** Aim of the exercise **
Needed from the data below: every line from the one with "positive clicks: (104, 479) (127, 477)" up to and including the one with "positive clicks: (210, 347) (228, 346)", repeated exactly and with nothing else.

#### Data shown

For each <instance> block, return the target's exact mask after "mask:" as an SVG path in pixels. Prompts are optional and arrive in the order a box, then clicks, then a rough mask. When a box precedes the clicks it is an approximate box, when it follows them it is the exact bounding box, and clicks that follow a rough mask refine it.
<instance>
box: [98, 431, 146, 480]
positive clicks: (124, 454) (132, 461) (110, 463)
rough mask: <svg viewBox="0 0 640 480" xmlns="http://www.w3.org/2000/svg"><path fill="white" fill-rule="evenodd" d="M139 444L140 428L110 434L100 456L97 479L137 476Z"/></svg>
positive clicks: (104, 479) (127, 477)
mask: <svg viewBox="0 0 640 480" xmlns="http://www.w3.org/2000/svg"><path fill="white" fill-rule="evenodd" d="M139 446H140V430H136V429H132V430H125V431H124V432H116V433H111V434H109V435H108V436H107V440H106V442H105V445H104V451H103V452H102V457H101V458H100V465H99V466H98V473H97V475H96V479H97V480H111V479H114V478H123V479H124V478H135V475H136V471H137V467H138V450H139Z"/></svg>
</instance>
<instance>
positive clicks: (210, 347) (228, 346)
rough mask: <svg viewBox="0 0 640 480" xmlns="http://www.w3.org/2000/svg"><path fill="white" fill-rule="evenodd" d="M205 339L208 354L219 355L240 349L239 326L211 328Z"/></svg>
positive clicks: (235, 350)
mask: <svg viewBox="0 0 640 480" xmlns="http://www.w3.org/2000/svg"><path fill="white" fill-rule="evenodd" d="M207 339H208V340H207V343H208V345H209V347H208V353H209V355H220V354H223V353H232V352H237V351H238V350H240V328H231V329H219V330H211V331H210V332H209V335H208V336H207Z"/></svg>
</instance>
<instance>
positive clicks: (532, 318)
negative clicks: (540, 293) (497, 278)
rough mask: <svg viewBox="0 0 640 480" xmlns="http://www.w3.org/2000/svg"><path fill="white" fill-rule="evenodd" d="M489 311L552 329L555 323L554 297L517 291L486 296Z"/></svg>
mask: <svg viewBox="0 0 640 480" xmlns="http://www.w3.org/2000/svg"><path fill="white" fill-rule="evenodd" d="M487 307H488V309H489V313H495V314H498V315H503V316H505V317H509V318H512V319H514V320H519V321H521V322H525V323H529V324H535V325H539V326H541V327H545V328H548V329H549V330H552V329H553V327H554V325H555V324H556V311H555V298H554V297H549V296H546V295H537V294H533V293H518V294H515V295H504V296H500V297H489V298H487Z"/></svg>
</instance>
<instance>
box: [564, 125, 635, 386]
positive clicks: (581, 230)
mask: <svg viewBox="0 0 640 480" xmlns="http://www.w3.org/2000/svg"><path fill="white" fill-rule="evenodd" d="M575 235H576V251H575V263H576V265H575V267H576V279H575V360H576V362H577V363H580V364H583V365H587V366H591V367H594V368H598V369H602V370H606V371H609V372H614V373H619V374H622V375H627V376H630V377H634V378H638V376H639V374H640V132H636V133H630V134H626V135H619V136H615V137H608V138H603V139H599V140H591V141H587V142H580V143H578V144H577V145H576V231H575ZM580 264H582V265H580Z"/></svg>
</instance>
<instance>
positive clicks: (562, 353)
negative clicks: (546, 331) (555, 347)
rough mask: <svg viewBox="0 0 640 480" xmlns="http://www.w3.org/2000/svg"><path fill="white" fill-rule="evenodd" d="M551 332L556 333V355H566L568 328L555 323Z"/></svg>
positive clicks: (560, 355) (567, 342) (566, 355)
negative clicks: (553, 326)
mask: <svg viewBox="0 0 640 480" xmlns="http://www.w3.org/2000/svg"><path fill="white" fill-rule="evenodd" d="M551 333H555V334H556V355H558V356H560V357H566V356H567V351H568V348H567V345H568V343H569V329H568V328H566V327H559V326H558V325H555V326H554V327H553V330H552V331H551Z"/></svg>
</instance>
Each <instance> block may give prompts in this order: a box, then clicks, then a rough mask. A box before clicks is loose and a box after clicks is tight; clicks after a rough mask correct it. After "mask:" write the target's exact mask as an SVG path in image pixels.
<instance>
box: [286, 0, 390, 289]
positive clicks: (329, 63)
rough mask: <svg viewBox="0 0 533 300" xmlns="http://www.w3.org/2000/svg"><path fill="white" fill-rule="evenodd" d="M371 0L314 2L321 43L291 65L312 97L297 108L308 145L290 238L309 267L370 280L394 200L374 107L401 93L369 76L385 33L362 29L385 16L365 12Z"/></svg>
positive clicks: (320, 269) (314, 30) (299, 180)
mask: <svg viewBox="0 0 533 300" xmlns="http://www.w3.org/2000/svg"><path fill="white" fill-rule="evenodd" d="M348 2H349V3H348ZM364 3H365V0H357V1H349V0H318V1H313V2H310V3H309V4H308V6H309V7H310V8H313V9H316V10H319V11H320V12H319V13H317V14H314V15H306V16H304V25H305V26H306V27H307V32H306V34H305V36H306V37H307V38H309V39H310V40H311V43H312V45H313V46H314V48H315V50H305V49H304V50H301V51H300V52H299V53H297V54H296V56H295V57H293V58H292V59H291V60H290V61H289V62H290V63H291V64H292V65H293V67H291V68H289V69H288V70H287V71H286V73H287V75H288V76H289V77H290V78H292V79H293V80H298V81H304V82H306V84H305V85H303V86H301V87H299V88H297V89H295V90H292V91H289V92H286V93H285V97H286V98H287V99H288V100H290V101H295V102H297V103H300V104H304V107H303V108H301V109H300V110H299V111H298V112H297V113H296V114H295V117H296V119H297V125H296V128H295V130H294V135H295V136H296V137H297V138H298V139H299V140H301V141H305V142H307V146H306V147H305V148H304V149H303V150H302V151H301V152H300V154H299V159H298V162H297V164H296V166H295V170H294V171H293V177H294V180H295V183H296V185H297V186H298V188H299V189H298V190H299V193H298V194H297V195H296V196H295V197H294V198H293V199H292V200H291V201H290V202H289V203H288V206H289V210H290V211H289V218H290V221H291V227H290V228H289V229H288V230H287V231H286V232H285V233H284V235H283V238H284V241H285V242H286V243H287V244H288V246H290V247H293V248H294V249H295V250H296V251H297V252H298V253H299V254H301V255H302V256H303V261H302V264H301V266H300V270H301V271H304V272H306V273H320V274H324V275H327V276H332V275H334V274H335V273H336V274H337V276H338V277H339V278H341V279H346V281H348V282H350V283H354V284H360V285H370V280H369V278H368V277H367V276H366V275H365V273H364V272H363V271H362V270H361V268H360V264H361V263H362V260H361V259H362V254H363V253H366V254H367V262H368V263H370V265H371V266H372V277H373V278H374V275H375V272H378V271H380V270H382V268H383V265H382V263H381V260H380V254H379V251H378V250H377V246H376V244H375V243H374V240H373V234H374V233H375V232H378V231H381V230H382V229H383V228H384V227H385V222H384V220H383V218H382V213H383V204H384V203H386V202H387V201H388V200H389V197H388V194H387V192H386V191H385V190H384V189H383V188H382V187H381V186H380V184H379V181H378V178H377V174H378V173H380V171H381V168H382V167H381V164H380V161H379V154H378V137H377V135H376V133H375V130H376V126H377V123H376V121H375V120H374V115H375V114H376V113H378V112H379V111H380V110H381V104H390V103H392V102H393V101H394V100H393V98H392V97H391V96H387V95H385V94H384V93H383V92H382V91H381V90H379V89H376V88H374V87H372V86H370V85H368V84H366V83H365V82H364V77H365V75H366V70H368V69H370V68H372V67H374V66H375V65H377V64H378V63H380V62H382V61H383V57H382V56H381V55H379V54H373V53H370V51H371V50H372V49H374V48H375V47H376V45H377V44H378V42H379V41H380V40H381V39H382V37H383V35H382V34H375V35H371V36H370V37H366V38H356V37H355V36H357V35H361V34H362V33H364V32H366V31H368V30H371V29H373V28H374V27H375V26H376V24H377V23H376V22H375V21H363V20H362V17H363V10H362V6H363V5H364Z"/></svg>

########

** Result **
positive clicks: (104, 479) (127, 477)
mask: <svg viewBox="0 0 640 480" xmlns="http://www.w3.org/2000/svg"><path fill="white" fill-rule="evenodd" d="M139 446H140V430H136V429H132V430H125V431H124V432H116V433H111V434H109V435H108V436H107V440H106V442H105V445H104V451H103V452H102V457H101V458H100V465H99V466H98V473H97V475H96V479H97V480H111V479H114V478H123V479H124V478H135V475H136V471H137V467H138V450H139Z"/></svg>
</instance>
<instance>
positive clicks: (210, 347) (228, 346)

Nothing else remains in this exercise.